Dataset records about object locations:
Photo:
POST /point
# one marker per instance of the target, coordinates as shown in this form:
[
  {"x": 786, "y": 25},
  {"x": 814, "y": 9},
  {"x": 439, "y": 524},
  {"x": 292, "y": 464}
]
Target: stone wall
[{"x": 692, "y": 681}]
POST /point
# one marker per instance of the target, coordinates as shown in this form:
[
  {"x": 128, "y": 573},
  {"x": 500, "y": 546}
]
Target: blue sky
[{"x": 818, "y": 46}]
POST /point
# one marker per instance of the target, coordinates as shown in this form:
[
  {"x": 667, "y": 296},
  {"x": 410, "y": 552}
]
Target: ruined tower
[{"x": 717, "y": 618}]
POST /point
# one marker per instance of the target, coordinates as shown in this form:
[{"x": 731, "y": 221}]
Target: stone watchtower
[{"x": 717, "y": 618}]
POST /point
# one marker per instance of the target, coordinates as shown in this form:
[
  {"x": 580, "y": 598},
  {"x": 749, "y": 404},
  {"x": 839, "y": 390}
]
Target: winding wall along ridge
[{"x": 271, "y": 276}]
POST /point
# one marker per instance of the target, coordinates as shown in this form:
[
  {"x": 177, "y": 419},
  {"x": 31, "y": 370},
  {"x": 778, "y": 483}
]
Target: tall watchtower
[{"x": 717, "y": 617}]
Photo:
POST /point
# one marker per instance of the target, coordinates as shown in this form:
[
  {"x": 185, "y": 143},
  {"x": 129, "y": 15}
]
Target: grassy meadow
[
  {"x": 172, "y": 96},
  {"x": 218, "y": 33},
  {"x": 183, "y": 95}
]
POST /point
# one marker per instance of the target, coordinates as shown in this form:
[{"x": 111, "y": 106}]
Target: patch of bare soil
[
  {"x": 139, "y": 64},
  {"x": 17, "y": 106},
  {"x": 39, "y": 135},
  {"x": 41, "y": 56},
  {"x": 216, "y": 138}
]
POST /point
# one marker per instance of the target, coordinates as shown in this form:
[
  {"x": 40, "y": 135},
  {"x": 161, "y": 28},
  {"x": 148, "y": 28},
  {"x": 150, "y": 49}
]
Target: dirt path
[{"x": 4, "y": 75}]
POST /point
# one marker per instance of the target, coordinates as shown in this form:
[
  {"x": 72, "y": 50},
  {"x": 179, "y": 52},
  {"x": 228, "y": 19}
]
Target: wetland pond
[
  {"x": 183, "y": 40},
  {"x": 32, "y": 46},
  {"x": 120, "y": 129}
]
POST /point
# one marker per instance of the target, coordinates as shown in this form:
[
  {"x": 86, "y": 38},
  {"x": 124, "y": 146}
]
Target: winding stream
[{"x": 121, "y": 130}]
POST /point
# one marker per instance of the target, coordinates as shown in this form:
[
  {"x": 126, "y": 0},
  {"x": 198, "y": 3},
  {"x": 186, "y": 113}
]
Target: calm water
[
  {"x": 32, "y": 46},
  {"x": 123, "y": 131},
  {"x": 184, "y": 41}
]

* _REQUEST_: Write out every entry again, keeping each line exactly the same.

* _COMPLETE RESPONSE_:
Photo:
POST /point
# one marker per instance of the target, coordinates as shown in this form:
[
  {"x": 786, "y": 25},
  {"x": 814, "y": 9},
  {"x": 439, "y": 524},
  {"x": 292, "y": 464}
]
Target: stone wall
[{"x": 692, "y": 681}]
POST /point
# one marker per instance of the target, coordinates as shown in this form:
[
  {"x": 128, "y": 573},
  {"x": 500, "y": 546}
]
Target: blue sky
[{"x": 818, "y": 46}]
POST /point
# one marker per instance of the target, coordinates as shown in this form:
[
  {"x": 667, "y": 296},
  {"x": 410, "y": 552}
]
Target: ruined tower
[{"x": 717, "y": 618}]
POST /point
# one marker per instance of the target, coordinates as shown in this form:
[{"x": 731, "y": 221}]
Target: stone watchtower
[{"x": 717, "y": 618}]
POST /point
# one marker per instance of the target, coordinates as shown in this form:
[
  {"x": 580, "y": 598},
  {"x": 749, "y": 404},
  {"x": 839, "y": 390}
]
Target: winding wall along ridge
[{"x": 271, "y": 276}]
POST /point
# one marker per instance of the target, coordinates as shown in this form:
[
  {"x": 177, "y": 419},
  {"x": 31, "y": 370},
  {"x": 778, "y": 483}
]
Target: tall watchtower
[{"x": 717, "y": 617}]
Photo:
POST /point
# one marker per instance of the target, coordinates as shown in this form:
[
  {"x": 185, "y": 143},
  {"x": 129, "y": 15}
]
Target: grassy meadow
[
  {"x": 172, "y": 96},
  {"x": 218, "y": 33},
  {"x": 183, "y": 95}
]
POST /point
# one marker per instance of the target, coordinates as shown in this form:
[{"x": 111, "y": 106}]
Target: patch of bare soil
[
  {"x": 139, "y": 64},
  {"x": 17, "y": 106},
  {"x": 39, "y": 135},
  {"x": 41, "y": 56},
  {"x": 216, "y": 138}
]
POST /point
# one marker per instance of the target, coordinates as shown in this form:
[
  {"x": 40, "y": 135},
  {"x": 161, "y": 28},
  {"x": 148, "y": 28},
  {"x": 150, "y": 49}
]
Target: dirt path
[{"x": 4, "y": 75}]
POST /point
# one marker per instance of the target, coordinates as shown in this form:
[
  {"x": 72, "y": 50},
  {"x": 179, "y": 52},
  {"x": 228, "y": 19}
]
Target: wetland pond
[
  {"x": 183, "y": 40},
  {"x": 32, "y": 46},
  {"x": 120, "y": 129}
]
POST /point
# one marker per instance of the target, coordinates as shown in this form:
[
  {"x": 86, "y": 38},
  {"x": 124, "y": 146}
]
Target: winding stream
[{"x": 121, "y": 130}]
POST /point
# one marker per instance of the target, coordinates as shown in this form:
[
  {"x": 126, "y": 0},
  {"x": 198, "y": 3},
  {"x": 186, "y": 113}
]
Target: calm water
[
  {"x": 32, "y": 46},
  {"x": 123, "y": 131},
  {"x": 184, "y": 41}
]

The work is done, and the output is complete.